Tarefa A ▸
Liste as áreas de estudo que o trecho do texto diz terem sido cursadas.
Tarefa B ▸
Segundo o trecho do texto, quantos anos de História foram cursados na FFLHC-USP?
Tarefa C ▸
Resuma o trecho do texto em duas frases.

=== Trecho do texto ===

Creio que vcs sabem que além de medicina, eu cursei 3 anos de História da FFLHC-USP (e depois fiz especialização em Administração na FGV-SP) e gosto de juntar fatos não (aparentemente) relacionados e criar uma narrativa

Fiquei chocado com a fatalidade ocorrida em um set de filmagem nos EUA. Não é a primeira vez que isto ocorre nesta indústria muito rica, e portanto (pelo menos em teoria) com a capacidade de mitigar estes riscos.

Se compreendi direito o que ocorreu nesta morte acidental, havia uma bala de verdade, em vez de uma de festim, em uma arma cenográfica e o ator que fez o disparo teria sido informado que era bala de festim.

O mecanismo porque uma tragédia destas ocorre esta as nossas voltas, no nosso cotidiano, o tempo todo e creio que a maior parte das vezes nem percebemos, exemplos:

  1. Guardamos um produto tóxico em um recipiente que tem outro rotulo (e não o identificamos).

=== Material fornecido ===

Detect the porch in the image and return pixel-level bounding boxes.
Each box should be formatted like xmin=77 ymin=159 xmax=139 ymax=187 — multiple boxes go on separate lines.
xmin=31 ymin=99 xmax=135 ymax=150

===

Resolução A ▸
Medicina, História e Administração.

Resolução B ▸
Três anos.

Resolução C ▸
O texto comenta uma morte acidental em um set de filmagem nos EUA, em que uma arma cenográfica continha uma bala de verdade em vez de festim e o ator que disparou teria sido informado de que era festim. Afirma que o mecanismo desse tipo de tragédia está presente no cotidiano, por exemplo quando se guarda um produto tóxico em um recipiente com outro rótulo sem identificá-lo.